Your task is to repeat all of the data exactly while excluding the pictures.

Point labeling examples
---+---
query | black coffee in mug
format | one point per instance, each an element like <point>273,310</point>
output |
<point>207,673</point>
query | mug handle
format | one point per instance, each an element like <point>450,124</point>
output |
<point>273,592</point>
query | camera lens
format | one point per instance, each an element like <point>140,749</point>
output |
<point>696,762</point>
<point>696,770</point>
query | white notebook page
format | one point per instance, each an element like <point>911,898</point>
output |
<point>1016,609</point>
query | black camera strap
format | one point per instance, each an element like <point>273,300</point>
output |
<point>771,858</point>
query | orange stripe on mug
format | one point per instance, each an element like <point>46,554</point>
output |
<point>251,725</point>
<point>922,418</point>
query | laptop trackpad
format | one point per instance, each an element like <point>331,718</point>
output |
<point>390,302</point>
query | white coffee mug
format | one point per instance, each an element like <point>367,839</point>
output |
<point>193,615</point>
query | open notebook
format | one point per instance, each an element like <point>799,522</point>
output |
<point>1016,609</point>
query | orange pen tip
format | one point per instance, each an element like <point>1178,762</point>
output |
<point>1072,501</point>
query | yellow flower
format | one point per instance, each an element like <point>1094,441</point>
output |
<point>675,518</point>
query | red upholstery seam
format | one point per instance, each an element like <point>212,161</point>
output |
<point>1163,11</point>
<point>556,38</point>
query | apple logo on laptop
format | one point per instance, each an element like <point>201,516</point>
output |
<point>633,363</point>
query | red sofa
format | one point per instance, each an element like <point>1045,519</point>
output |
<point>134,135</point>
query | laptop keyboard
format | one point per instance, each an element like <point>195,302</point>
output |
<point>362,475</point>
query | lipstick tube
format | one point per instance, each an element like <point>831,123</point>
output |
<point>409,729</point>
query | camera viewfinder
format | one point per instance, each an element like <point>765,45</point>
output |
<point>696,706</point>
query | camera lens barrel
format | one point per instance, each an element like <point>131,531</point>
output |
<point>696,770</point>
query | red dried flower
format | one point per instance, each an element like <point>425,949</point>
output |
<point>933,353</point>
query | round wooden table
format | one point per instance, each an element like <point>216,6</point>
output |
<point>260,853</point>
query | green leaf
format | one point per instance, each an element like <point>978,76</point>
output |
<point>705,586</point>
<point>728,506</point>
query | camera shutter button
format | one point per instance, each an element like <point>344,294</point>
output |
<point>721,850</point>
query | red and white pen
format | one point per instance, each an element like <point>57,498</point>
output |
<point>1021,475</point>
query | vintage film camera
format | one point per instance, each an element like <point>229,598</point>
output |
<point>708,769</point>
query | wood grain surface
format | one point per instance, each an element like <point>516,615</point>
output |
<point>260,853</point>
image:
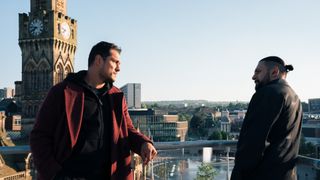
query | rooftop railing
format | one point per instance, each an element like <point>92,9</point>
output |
<point>223,145</point>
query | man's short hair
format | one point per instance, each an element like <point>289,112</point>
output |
<point>103,49</point>
<point>272,61</point>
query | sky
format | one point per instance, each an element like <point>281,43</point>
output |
<point>187,49</point>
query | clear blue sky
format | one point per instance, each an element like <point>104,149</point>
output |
<point>187,49</point>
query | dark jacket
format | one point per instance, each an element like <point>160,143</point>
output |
<point>269,139</point>
<point>58,124</point>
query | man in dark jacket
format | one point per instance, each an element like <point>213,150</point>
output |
<point>83,129</point>
<point>269,139</point>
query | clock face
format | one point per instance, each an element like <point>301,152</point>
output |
<point>36,27</point>
<point>65,30</point>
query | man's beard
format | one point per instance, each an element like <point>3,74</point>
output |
<point>262,83</point>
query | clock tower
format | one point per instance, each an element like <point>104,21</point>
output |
<point>47,39</point>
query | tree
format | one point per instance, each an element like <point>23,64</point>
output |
<point>206,171</point>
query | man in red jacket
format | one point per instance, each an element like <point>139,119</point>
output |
<point>83,129</point>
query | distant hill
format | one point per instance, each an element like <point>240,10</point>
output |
<point>191,103</point>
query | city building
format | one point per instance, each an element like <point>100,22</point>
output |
<point>6,93</point>
<point>47,39</point>
<point>132,92</point>
<point>158,126</point>
<point>314,106</point>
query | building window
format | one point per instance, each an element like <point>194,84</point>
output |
<point>17,122</point>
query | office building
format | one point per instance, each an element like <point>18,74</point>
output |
<point>314,105</point>
<point>158,126</point>
<point>132,92</point>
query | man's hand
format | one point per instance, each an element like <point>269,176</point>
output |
<point>148,152</point>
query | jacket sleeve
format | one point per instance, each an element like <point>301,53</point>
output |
<point>41,136</point>
<point>263,111</point>
<point>136,139</point>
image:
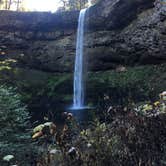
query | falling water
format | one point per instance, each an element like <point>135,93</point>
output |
<point>78,99</point>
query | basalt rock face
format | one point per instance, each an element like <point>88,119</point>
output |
<point>118,32</point>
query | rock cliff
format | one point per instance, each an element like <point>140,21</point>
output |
<point>118,32</point>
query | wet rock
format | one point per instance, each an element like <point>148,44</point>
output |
<point>118,32</point>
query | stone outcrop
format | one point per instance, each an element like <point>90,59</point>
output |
<point>118,32</point>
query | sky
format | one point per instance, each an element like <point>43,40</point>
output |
<point>42,5</point>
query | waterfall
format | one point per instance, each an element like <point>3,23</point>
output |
<point>78,98</point>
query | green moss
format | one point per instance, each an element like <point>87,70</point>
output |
<point>136,84</point>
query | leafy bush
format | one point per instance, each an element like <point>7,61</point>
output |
<point>13,114</point>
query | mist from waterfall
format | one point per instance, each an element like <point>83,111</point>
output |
<point>78,98</point>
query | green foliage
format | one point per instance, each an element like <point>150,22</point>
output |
<point>13,114</point>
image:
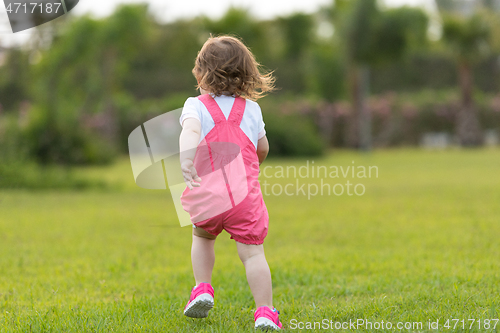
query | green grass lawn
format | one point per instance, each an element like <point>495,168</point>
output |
<point>423,243</point>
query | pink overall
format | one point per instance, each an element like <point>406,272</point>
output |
<point>229,196</point>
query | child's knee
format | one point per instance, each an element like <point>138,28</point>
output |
<point>246,251</point>
<point>203,234</point>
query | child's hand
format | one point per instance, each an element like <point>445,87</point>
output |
<point>190,175</point>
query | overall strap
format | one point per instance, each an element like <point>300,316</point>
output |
<point>237,111</point>
<point>213,108</point>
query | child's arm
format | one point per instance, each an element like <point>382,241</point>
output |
<point>188,141</point>
<point>262,149</point>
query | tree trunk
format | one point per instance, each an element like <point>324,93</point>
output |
<point>467,123</point>
<point>359,127</point>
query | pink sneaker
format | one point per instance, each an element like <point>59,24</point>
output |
<point>267,319</point>
<point>200,302</point>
---+---
> **EXPECTED ANSWER**:
query | black coffee in mug
format | one point per instance, each an element like <point>273,310</point>
output |
<point>207,673</point>
query | mug handle
format | one point per instance, each an element like <point>450,124</point>
output |
<point>273,592</point>
query | camera lens
format | one point per instance, each an element like <point>140,749</point>
output |
<point>696,762</point>
<point>696,770</point>
query | white notebook page
format | one point per instance, each an element like <point>911,898</point>
output |
<point>1016,609</point>
query | black camera strap
format | one point per instance, each an element like <point>273,300</point>
output |
<point>771,858</point>
query | orange stripe on mug
format | one point per instance, each an element like <point>46,554</point>
output |
<point>251,725</point>
<point>922,418</point>
query | laptop trackpad
format | one point per instance, each an element like <point>331,718</point>
output |
<point>390,302</point>
query | white coffee mug
format | one point per instance, each an element like <point>367,839</point>
output |
<point>193,615</point>
query | open notebook
format | one point per instance, each an element like <point>799,522</point>
output |
<point>1016,609</point>
query | orange pen tip
format | one point per instance, each an element like <point>1178,762</point>
output |
<point>1072,501</point>
query | yellow flower
format | one point per instance, each an element like <point>1094,441</point>
output |
<point>675,518</point>
query | red upholstery seam
format | one point per instance, each an element like <point>212,161</point>
output |
<point>1163,11</point>
<point>556,38</point>
query | apple logo on laptop
format | one point per instance, each an element like <point>201,516</point>
output |
<point>633,363</point>
query | red sofa
format | one point per instance, each an element like <point>1045,519</point>
output |
<point>134,135</point>
query | laptop keyboard
format | one point per instance, each an element like <point>195,302</point>
output |
<point>362,475</point>
query | lipstick tube
format | one point per instance, each an element like <point>831,123</point>
output |
<point>409,729</point>
query | camera viewfinder
format | one point per instance, each an element like <point>765,45</point>
output |
<point>696,706</point>
query | camera lens barrel
format | one point per instance, each an element like <point>131,531</point>
output |
<point>696,770</point>
query | red dried flower
format | one point per instance, each an element like <point>425,949</point>
output |
<point>933,353</point>
query | round wooden table
format | one point per instance, each an element like <point>216,6</point>
output |
<point>260,853</point>
query | green leaf
format | one point per instance, each an element like <point>978,76</point>
output |
<point>705,586</point>
<point>728,506</point>
query | camera shutter button
format | one point per instance, each an element like <point>344,294</point>
output |
<point>721,850</point>
query | red and white pen
format | one point per instance, each an element like <point>57,498</point>
output |
<point>1021,475</point>
query | vintage film camera
format | one point per instance, each an element like <point>229,598</point>
output |
<point>708,769</point>
query | wood grain surface
format | one point per instance, each an element like <point>516,615</point>
output |
<point>260,853</point>
image:
query | rooftop railing
format | one point per instance, each an element like <point>92,9</point>
output |
<point>223,145</point>
query | man's short hair
format | one point per instance, each an element like <point>289,112</point>
output |
<point>103,49</point>
<point>272,61</point>
query | sky
format | one point per instance, each an element like <point>281,43</point>
output |
<point>187,49</point>
query | clear blue sky
format | one point per instance, each an element like <point>104,149</point>
output |
<point>187,49</point>
query | dark jacket
format | one point per instance, each an element like <point>160,143</point>
output |
<point>269,139</point>
<point>58,124</point>
query | man in dark jacket
format | one point per instance, each an element like <point>213,150</point>
output |
<point>83,129</point>
<point>269,139</point>
query | clock face
format | one point per instance, each an element like <point>301,152</point>
output |
<point>36,27</point>
<point>65,30</point>
query | man's beard
format | one point per instance, each an element like <point>3,74</point>
output |
<point>262,83</point>
query | clock tower
format | one point per instance, each an element like <point>104,21</point>
output |
<point>47,39</point>
query | tree
format | one point per instance, each an element like <point>23,64</point>
output |
<point>206,171</point>
query | man in red jacket
format | one point per instance, each an element like <point>139,119</point>
output |
<point>83,129</point>
query | distant hill
format | one point per instance, each an element like <point>240,10</point>
output |
<point>191,103</point>
query | city building
format | one point per instance, each an element like <point>100,22</point>
output |
<point>6,93</point>
<point>47,39</point>
<point>132,92</point>
<point>158,126</point>
<point>314,106</point>
query | building window
format | one point per instance, each an element like <point>194,84</point>
output |
<point>17,122</point>
query | office building
format | one point per instance, each an element like <point>18,74</point>
output |
<point>314,105</point>
<point>158,126</point>
<point>132,92</point>
query | man's hand
format | one point per instance, each an element like <point>269,176</point>
output |
<point>148,152</point>
query | jacket sleeve
format | one point per instance, each an element like <point>301,53</point>
output |
<point>41,136</point>
<point>263,111</point>
<point>136,139</point>
image:
query | falling water
format | one point per instance, each an element like <point>135,93</point>
output |
<point>78,99</point>
query | basalt rock face
format | one point per instance, each an element like <point>88,119</point>
output |
<point>118,32</point>
query | rock cliff
format | one point per instance, each an element like <point>140,21</point>
output |
<point>118,32</point>
query | wet rock
format | one point per instance, each an element like <point>148,44</point>
output |
<point>118,32</point>
query | stone outcrop
format | one point per instance, each an element like <point>90,59</point>
output |
<point>118,32</point>
query | sky
format | one point per instance, each an element like <point>43,40</point>
output |
<point>42,5</point>
query | waterfall
format | one point per instance, each an element like <point>3,23</point>
output |
<point>78,98</point>
query | green moss
format | one point per instance, each an element like <point>87,70</point>
output |
<point>136,84</point>
query | leafy bush
format | one point per instance, each an element like <point>7,61</point>
output |
<point>13,114</point>
query | mist from waterfall
format | one point per instance, each an element like <point>83,111</point>
output |
<point>78,98</point>
query | green foliage
format | one point per instance, each an element like <point>150,22</point>
output |
<point>13,114</point>
image:
query | green grass lawn
format | one point per instance, each an element like <point>495,168</point>
output |
<point>423,243</point>
query | pink overall
format | one point per instance, each an element like <point>406,272</point>
output |
<point>229,196</point>
query | child's knee
format | one point per instance, each an element like <point>138,28</point>
output |
<point>246,251</point>
<point>203,234</point>
query | child's hand
format | one point per instance, each an element like <point>445,87</point>
output |
<point>190,175</point>
query | overall strap
format | one point per instance, each an element like <point>300,316</point>
output |
<point>237,111</point>
<point>213,108</point>
query | child's arm
format | one point per instance, each an element like <point>382,241</point>
output |
<point>188,141</point>
<point>262,149</point>
query | tree trunk
format | one point per instance, each an element like <point>324,93</point>
output |
<point>467,123</point>
<point>359,127</point>
query | pink sneaker
format | one point per instance, each an element like <point>59,24</point>
output |
<point>267,319</point>
<point>200,302</point>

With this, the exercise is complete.